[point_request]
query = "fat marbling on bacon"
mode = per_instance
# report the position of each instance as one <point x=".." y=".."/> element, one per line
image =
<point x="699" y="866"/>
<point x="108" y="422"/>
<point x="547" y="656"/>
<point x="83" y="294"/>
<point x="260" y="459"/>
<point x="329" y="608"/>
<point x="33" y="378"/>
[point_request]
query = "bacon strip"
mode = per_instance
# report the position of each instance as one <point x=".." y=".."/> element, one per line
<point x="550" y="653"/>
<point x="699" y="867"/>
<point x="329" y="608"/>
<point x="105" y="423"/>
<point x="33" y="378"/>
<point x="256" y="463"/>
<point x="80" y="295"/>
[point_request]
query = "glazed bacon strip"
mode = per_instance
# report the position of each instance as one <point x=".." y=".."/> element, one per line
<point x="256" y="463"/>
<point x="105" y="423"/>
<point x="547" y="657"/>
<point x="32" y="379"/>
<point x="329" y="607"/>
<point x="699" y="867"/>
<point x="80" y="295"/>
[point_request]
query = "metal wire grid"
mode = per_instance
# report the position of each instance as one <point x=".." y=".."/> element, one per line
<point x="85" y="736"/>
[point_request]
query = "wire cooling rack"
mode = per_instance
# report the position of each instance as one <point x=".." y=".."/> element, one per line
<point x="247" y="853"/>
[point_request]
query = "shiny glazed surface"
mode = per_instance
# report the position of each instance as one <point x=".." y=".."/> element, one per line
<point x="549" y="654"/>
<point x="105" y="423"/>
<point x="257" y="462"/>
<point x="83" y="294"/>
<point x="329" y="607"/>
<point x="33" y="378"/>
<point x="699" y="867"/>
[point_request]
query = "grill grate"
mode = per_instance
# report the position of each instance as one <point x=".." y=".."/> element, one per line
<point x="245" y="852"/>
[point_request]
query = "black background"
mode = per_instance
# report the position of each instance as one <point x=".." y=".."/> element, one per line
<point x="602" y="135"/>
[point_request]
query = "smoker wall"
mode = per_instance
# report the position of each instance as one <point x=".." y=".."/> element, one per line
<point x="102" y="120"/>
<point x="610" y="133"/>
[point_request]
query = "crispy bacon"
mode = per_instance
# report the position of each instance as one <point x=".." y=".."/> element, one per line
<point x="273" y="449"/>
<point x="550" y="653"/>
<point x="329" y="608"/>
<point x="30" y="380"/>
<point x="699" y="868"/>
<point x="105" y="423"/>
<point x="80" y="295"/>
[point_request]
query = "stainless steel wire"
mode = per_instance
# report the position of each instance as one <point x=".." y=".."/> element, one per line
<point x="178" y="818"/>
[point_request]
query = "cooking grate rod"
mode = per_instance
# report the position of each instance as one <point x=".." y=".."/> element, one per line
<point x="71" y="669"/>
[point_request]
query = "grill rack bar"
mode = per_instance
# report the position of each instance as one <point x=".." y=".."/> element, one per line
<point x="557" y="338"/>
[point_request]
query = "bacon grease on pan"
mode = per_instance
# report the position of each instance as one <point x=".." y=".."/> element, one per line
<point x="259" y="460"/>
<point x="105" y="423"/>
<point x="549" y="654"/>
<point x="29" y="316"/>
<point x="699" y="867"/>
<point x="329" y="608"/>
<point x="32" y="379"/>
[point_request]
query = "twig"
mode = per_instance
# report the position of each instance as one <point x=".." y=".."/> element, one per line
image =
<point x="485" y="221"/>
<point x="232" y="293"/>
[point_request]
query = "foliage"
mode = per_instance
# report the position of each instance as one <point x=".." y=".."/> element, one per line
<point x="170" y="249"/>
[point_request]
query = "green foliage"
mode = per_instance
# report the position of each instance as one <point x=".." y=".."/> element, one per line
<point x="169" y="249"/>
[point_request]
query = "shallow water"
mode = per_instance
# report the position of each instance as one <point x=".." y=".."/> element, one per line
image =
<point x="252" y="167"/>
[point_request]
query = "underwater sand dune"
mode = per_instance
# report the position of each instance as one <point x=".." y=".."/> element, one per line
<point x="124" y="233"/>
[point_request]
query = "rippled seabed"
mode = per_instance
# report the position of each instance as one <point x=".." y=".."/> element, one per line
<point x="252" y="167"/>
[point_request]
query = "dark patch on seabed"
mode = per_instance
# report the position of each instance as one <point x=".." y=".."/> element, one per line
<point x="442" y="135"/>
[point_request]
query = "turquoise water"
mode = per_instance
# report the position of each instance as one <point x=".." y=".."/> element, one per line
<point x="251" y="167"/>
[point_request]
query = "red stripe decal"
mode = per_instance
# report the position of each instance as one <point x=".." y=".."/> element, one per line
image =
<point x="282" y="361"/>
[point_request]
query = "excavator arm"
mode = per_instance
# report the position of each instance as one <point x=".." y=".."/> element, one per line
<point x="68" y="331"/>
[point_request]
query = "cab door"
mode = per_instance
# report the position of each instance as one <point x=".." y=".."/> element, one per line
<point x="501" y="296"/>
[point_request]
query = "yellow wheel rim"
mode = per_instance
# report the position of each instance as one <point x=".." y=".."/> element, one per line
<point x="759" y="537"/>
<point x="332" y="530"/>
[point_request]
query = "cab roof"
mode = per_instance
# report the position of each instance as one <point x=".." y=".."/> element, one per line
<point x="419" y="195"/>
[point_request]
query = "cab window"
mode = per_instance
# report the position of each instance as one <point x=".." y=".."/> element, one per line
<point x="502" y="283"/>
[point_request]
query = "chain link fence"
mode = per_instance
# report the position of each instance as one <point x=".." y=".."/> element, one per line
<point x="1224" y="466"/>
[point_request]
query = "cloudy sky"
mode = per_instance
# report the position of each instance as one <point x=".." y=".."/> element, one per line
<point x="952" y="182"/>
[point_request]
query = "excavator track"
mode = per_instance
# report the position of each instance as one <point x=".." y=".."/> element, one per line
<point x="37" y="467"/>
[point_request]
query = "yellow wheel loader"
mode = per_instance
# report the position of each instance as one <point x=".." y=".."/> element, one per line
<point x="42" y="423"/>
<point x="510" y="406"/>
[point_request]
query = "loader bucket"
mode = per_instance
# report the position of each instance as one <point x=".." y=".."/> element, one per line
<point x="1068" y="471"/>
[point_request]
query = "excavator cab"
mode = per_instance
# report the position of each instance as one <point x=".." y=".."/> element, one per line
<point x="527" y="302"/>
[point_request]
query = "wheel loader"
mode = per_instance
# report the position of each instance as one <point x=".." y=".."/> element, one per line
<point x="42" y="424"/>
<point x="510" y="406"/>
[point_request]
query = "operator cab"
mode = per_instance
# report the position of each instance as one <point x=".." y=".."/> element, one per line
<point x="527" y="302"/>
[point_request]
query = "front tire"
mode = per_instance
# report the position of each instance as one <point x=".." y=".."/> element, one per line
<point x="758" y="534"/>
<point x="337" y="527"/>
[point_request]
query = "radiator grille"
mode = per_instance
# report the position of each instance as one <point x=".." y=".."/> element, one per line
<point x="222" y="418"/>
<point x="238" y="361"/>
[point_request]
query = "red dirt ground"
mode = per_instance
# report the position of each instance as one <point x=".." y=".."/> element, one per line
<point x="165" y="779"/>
:::
§ **Instructions to follow**: Please return the data above in full, without altering a single line.

§ **Result**:
[point_request]
query = "fat marbling on bacon"
mode = per_instance
# report the position of each instance as one <point x=".." y=".."/> element, one per line
image =
<point x="699" y="866"/>
<point x="108" y="422"/>
<point x="547" y="656"/>
<point x="83" y="294"/>
<point x="260" y="459"/>
<point x="329" y="608"/>
<point x="33" y="378"/>
[point_request]
query = "bacon strip"
mode = per_instance
# report the position of each instance as one <point x=".." y=".."/> element, one per line
<point x="550" y="653"/>
<point x="699" y="867"/>
<point x="329" y="608"/>
<point x="105" y="423"/>
<point x="33" y="378"/>
<point x="256" y="463"/>
<point x="80" y="295"/>
[point_request]
query = "glazed bacon strip"
mode = per_instance
# report the position of each instance as one <point x=".." y=".."/> element, one per line
<point x="256" y="463"/>
<point x="105" y="423"/>
<point x="547" y="657"/>
<point x="32" y="379"/>
<point x="329" y="607"/>
<point x="699" y="867"/>
<point x="80" y="295"/>
[point_request]
query = "metal wire grid"
mode = per_instance
# report the position of each instance as one <point x=".." y=".."/> element, one per line
<point x="85" y="736"/>
[point_request]
query = "wire cooling rack"
mode = per_instance
# report the position of each instance as one <point x=".." y=".."/> element, one per line
<point x="247" y="853"/>
[point_request]
query = "shiny glazed surface"
mode = per_instance
# report the position of each instance as one <point x=".." y=".."/> element, one per line
<point x="549" y="654"/>
<point x="105" y="423"/>
<point x="257" y="462"/>
<point x="83" y="294"/>
<point x="329" y="607"/>
<point x="33" y="378"/>
<point x="699" y="867"/>
[point_request]
query = "grill grate"
mode = per_instance
# report the position of each instance as one <point x=".." y=".."/> element, one per line
<point x="245" y="852"/>
[point_request]
query = "black background"
mode = per_instance
# report the position of each instance as one <point x=".." y=".."/> element, one per line
<point x="602" y="135"/>
[point_request]
query = "smoker wall"
mode = per_instance
# report the position of each instance as one <point x=".." y=".."/> element, one per line
<point x="102" y="120"/>
<point x="610" y="133"/>
[point_request]
query = "crispy bacon"
mode = per_instance
# report the position of each instance as one <point x=".." y=".."/> element, one per line
<point x="273" y="449"/>
<point x="550" y="653"/>
<point x="329" y="608"/>
<point x="30" y="380"/>
<point x="699" y="868"/>
<point x="105" y="423"/>
<point x="80" y="295"/>
[point_request]
query = "stainless steel wire"
mode = per_instance
# report the position of each instance as one <point x=".." y=".."/> element, one per line
<point x="178" y="818"/>
[point_request]
query = "cooking grate rod"
mode = per_instance
# report the position of each instance as one <point x=".." y=".."/> element, one per line
<point x="71" y="669"/>
[point_request]
query = "grill rack bar"
mode = per_instance
# report the position of each instance as one <point x=".." y=".."/> element, one per line
<point x="557" y="338"/>
[point_request]
query = "bacon grease on pan"
mode = per_instance
# report the position of each instance as one <point x=".." y=".."/> element, one per line
<point x="259" y="460"/>
<point x="105" y="423"/>
<point x="549" y="654"/>
<point x="29" y="316"/>
<point x="699" y="867"/>
<point x="329" y="608"/>
<point x="32" y="379"/>
[point_request]
query = "twig"
mode = per_instance
# report the position of each instance as one <point x=".." y=".."/> element, one per line
image =
<point x="485" y="221"/>
<point x="232" y="293"/>
[point_request]
query = "foliage"
mode = per_instance
# report the position of each instance as one <point x=".." y=".."/> element, one per line
<point x="170" y="249"/>
[point_request]
query = "green foliage"
mode = per_instance
# report the position of each instance as one <point x=".." y=".."/> element, one per line
<point x="169" y="249"/>
[point_request]
query = "shallow water"
mode = per_instance
# report the position of each instance as one <point x=".." y=".."/> element, one per line
image =
<point x="252" y="167"/>
[point_request]
query = "underwater sand dune"
mode = per_instance
# report the position of each instance as one <point x=".." y=".."/> element, one per line
<point x="124" y="233"/>
[point_request]
query = "rippled seabed"
mode = per_instance
# report the position of each instance as one <point x=".." y=".."/> element, one per line
<point x="252" y="167"/>
[point_request]
query = "dark patch on seabed"
mode = per_instance
# report the position of each instance as one <point x=".." y=".."/> element, one per line
<point x="442" y="135"/>
[point_request]
query = "turquoise water"
mode = per_instance
# report the position of each instance as one <point x=".." y=".."/> element, one per line
<point x="251" y="167"/>
[point_request]
query = "red stripe decal"
mode = per_instance
# report the position of each instance as one <point x=".." y=".."/> element, one per line
image =
<point x="282" y="361"/>
[point_request]
query = "excavator arm"
mode = per_instance
# report the position of each instance as one <point x=".." y=".."/> element, one per line
<point x="68" y="331"/>
[point_request]
query = "cab door"
mode = per_instance
# report the position of each instance as one <point x=".." y=".."/> element, one per line
<point x="501" y="296"/>
[point_request]
query = "yellow wheel rim"
mode = per_instance
# report the position of each instance as one <point x=".." y=".."/> element, one per line
<point x="759" y="537"/>
<point x="332" y="530"/>
[point_request]
query = "cab roof"
mode = per_instance
# report the position of each instance as one <point x=".." y=".."/> element, one per line
<point x="419" y="195"/>
[point_request]
query = "cab window"
mode = per_instance
# report the position of each instance as one <point x=".." y=".."/> element, one per line
<point x="502" y="283"/>
[point_request]
query = "chain link fence"
mode = per_instance
# report the position of each instance as one <point x=".." y=".."/> element, one per line
<point x="1224" y="466"/>
[point_request]
query = "cloudy sky"
mode = per_instance
# report the position of each instance as one <point x=".." y=".."/> element, one per line
<point x="952" y="182"/>
[point_request]
query = "excavator track"
mode = per_instance
# report the position of each instance as one <point x=".." y=".."/> element, one per line
<point x="37" y="467"/>
[point_request]
query = "yellow wheel loader"
mode = per_instance
# report the position of each instance as one <point x=".." y=".."/> element, one per line
<point x="42" y="423"/>
<point x="510" y="406"/>
[point_request]
query = "loader bucket"
mode = per_instance
# report the position of each instance as one <point x=".." y=".."/> element, one per line
<point x="1068" y="471"/>
[point_request]
query = "excavator cab"
mode = per_instance
# report the position of each instance as one <point x=".." y=".."/> element, one per line
<point x="527" y="302"/>
[point_request]
query = "wheel loader"
mode = per_instance
# report the position of each instance as one <point x=".." y=".."/> element, one per line
<point x="42" y="424"/>
<point x="510" y="406"/>
[point_request]
query = "operator cab"
mode = per_instance
# report the position of each instance as one <point x=".." y=".."/> element, one per line
<point x="527" y="302"/>
[point_request]
query = "front tire"
mode = per_instance
# report the position of each instance as one <point x=".." y=".."/> element, one per line
<point x="758" y="534"/>
<point x="337" y="527"/>
[point_request]
query = "radiator grille"
mode = per_instance
# report the position of each instance as one <point x=".." y=".."/> element, one per line
<point x="222" y="418"/>
<point x="238" y="361"/>
[point_request]
query = "red dirt ground"
mode = per_instance
# report the position of each instance as one <point x=".." y=".."/> element, one per line
<point x="165" y="779"/>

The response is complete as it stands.